[Dataset excerpt]
§
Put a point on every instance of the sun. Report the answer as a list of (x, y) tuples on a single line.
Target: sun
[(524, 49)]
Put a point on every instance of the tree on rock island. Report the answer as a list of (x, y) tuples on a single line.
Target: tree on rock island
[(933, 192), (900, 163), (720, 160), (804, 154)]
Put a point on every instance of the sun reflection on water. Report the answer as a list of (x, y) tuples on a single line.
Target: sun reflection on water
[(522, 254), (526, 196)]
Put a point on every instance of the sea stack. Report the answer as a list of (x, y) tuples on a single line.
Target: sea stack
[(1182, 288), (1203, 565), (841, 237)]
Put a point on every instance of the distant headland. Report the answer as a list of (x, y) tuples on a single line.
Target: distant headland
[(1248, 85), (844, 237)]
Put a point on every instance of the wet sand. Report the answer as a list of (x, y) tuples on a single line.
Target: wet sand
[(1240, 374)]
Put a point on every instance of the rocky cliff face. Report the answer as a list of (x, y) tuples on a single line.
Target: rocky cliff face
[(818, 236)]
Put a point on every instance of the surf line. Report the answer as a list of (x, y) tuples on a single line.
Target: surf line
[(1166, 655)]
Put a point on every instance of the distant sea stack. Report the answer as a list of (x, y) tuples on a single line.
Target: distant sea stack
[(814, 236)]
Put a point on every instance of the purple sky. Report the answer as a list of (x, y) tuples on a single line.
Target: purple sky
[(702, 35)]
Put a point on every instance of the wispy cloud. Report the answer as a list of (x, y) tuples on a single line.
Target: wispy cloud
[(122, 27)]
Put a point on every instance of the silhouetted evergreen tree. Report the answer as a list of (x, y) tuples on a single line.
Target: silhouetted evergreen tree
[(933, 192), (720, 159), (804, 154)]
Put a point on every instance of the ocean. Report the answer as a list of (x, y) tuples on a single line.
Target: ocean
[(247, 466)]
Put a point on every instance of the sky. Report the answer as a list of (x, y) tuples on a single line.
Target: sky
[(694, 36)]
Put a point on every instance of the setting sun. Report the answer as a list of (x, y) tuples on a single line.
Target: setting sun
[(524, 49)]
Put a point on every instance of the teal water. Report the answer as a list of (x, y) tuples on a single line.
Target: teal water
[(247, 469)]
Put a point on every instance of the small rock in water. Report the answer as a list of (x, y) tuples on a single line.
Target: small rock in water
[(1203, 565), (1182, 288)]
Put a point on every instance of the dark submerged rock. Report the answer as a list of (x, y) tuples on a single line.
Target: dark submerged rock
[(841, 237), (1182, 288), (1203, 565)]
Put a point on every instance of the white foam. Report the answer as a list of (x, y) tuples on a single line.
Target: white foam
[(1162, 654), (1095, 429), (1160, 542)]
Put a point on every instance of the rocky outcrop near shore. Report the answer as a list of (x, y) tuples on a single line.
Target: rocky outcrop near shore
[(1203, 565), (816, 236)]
§
--- Written exercise ---
Please repeat every line of the listing above word for word.

--- Expected output ---
Put a point on every instance of the sun. Report the answer as a list of (x, y) tuples on a single line.
Target: sun
[(524, 49)]
Put a point on every instance of the tree on rock island. Report the answer as a list of (x, y) tuples on a single line.
Target: tree on rock island
[(933, 192), (900, 163), (720, 160), (804, 154)]
Put a point on every instance of the sun reflection on water. Report the answer as a list of (x, y) tuples on a single line.
Target: sun reflection on water
[(522, 254), (526, 196)]
Put a point on every instance of the sea stack. Report the answer as a list of (x, y) tuples on a single line.
Target: sea stack
[(1182, 288), (1203, 565), (841, 237)]
Put a point on every instance of the distant headland. Report the answer as a list of (x, y) tuples on a single line.
Target: distant headland
[(1248, 85), (844, 237)]
Put a point on every instance of the wet sand. Report the answer as a list of (x, y) tuples on a single line.
Target: wet sand
[(1240, 374)]
Put a point on every instance of the rocky cliff face. Report the answer as a list of (x, y) tuples on a single line.
Target: rocky cliff face
[(818, 236)]
Put a point on every instance of the surf line. Report the answer as a list of (x, y) tuples on a single line.
Target: surf line
[(1166, 655)]
Put a point on every instance of the distant sea stack. Report the answer as a list of (x, y) tuples on a single line.
Target: distant sea stack
[(814, 236)]
Put a point on every instance of the purple sky. Report the answer as a list of (x, y) tuples on a single line.
Target: purple sky
[(702, 35)]
Put a point on every instance of the wispy cloud. Report the answer as a list of (x, y) tuples on a single line.
Target: wispy cloud
[(122, 27)]
Put a point on every instance of the silhouetted evergreen tree. Report the answer as a list of (x, y) tuples on a single line.
Target: silhouetted evergreen tree
[(933, 192), (720, 159), (804, 154)]
Put a point on every instance of the ocean. Report the answer as a list of (x, y) tuples on a single line.
Target: ocean
[(247, 466)]
Put a point on every instance of the sky. Report the answer as a list of (x, y) tuples on a single line.
Target: sky
[(694, 36)]
Put a point on every instance of the setting sun. Report the answer as a list of (x, y) tuples on a single line.
Target: setting sun
[(524, 49)]
Put a point on every instance of the teal water. Report the answer as a list of (x, y) tuples on a single line.
Target: teal water
[(247, 469)]
Put a point on every instance of the small rock in water. Report the answer as a list of (x, y) tuples on a single line.
Target: small rock in water
[(1203, 565), (1182, 288)]
Put a point on every instance of the dark submerged rock. Report the answer as a list of (x, y) tuples on a single line.
Target: dark submerged rock
[(841, 237), (1182, 288), (1203, 565)]
Put a point on every instance of the white foam. Report the answer as a list of (x, y) tuples on a single line.
Target: white foam
[(1162, 654), (1095, 429), (1160, 542)]
Put a point on every instance of the rocky outcrop near shore. Report the answer as a list of (x, y) tuples on a single line.
Target: rocky outcrop near shore
[(1203, 565), (816, 236)]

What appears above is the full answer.